**Dataset content**
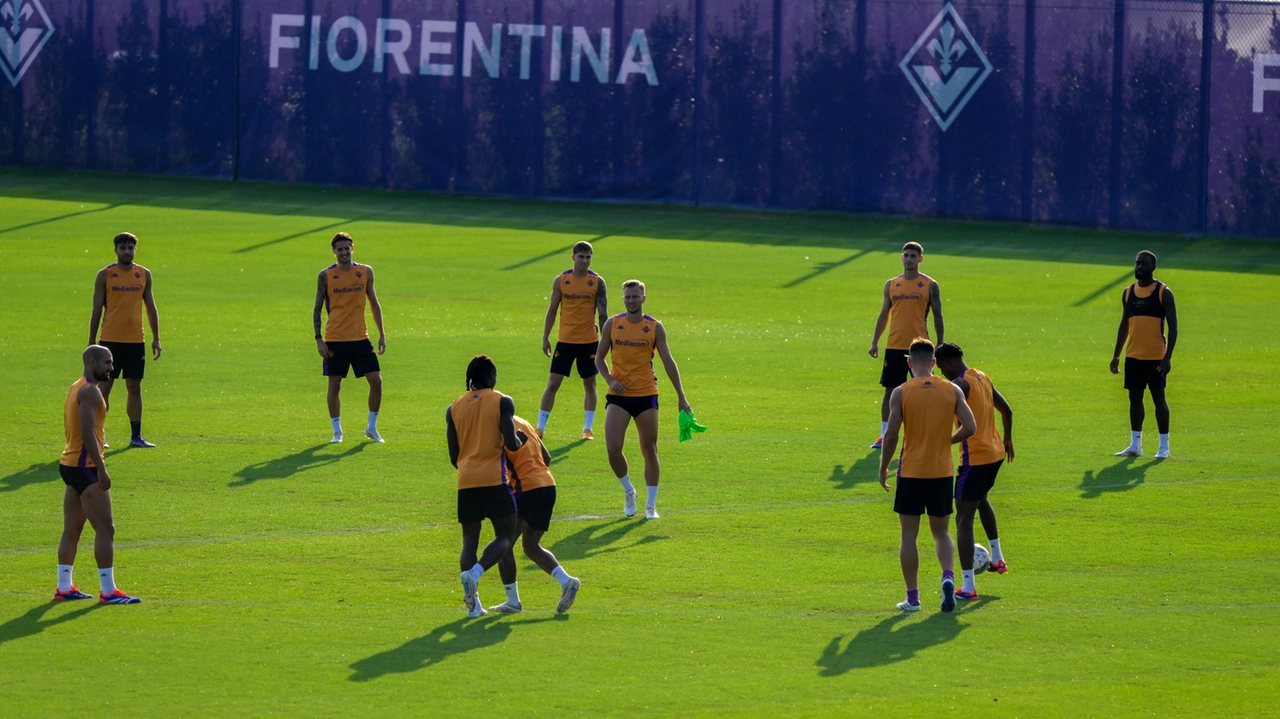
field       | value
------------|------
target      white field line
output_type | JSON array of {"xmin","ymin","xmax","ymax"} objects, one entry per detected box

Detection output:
[{"xmin": 1, "ymin": 474, "xmax": 1276, "ymax": 556}]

**What is being asked**
Scan the records for the word "field", and copy each line where it is found.

**Result of the exercise**
field       | value
target      white field line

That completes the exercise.